Segment Start: Listed records

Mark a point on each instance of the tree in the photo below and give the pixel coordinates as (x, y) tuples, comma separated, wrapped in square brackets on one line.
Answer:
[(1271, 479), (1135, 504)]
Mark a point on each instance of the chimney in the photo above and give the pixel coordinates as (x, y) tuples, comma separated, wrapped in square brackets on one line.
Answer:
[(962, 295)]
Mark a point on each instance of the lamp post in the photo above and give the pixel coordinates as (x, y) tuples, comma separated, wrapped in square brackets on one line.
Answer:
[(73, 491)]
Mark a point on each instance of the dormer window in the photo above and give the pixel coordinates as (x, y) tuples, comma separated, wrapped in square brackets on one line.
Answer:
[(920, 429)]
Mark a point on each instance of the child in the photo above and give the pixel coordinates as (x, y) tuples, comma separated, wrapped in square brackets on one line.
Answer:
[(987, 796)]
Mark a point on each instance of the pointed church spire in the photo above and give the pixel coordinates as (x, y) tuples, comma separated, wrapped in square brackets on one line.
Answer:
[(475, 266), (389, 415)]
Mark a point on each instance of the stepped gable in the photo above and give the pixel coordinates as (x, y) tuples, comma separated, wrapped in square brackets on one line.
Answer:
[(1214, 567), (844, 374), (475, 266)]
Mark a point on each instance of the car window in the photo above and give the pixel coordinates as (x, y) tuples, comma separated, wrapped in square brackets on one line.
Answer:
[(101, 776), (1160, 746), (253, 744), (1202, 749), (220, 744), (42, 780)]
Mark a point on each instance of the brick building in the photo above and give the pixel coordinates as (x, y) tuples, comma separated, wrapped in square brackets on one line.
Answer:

Segment End: Listed records

* **What the task requires**:
Word for word, copy every entry.

* **Response to the task**:
Mark a point on each instance of the tree in the photo below and give the pixel coordinates as (x, y) tuples, comma separated, wrapped in square brackets on one line.
Answer:
[(1271, 479), (1135, 504)]
Mark a point on each instance of the chimney in the photo above and give the pixel coordinates as (x, y) tuples, comma separated, wrapped in square brackets on one line.
Answer:
[(962, 295)]
Mark a point on each instance of the lamp post in the photo above and give the pixel coordinates as (x, y) tuples, comma separated, wrapped in square brackets on one line.
Answer:
[(73, 491)]
Mark a point on each instance of the dormer window in the photo above and give the pixel coordinates as (x, y) tuples, comma separated, wrapped in square brackets on one line.
Answer:
[(920, 429)]
Mark a point on each instance of the child in the photo above and give the pixel coordinates as (x, y) tuples, comma separated, wrapped in square brackets on one line.
Answer:
[(987, 796)]
Mark a point on each instance of the pointed church spire in the photo above and give the pixel coordinates as (x, y) tuples, comma separated, wrapped in square brackets on one line.
Answer:
[(475, 266), (389, 415)]
Mark a point on each instance of the stepped gable in the photo above and give the pixel coordinates as (x, y) tuples, comma separated, wrapped in square brackets on one line.
Answer:
[(1214, 567), (844, 374), (475, 266)]
Mark a point on each instance of the car window in the photo above and give the pixel coordinates as (x, y) tuples, comma separated, wrapped in square brackets on one line.
Answer:
[(101, 776), (1160, 746), (253, 744), (1202, 749), (220, 744), (42, 780)]
Mark a point on each instance of the brick building in the photo above and give the pixel coordinates as (x, y) tuples, comma separated, wrapped in square brackets on one line.
Answer:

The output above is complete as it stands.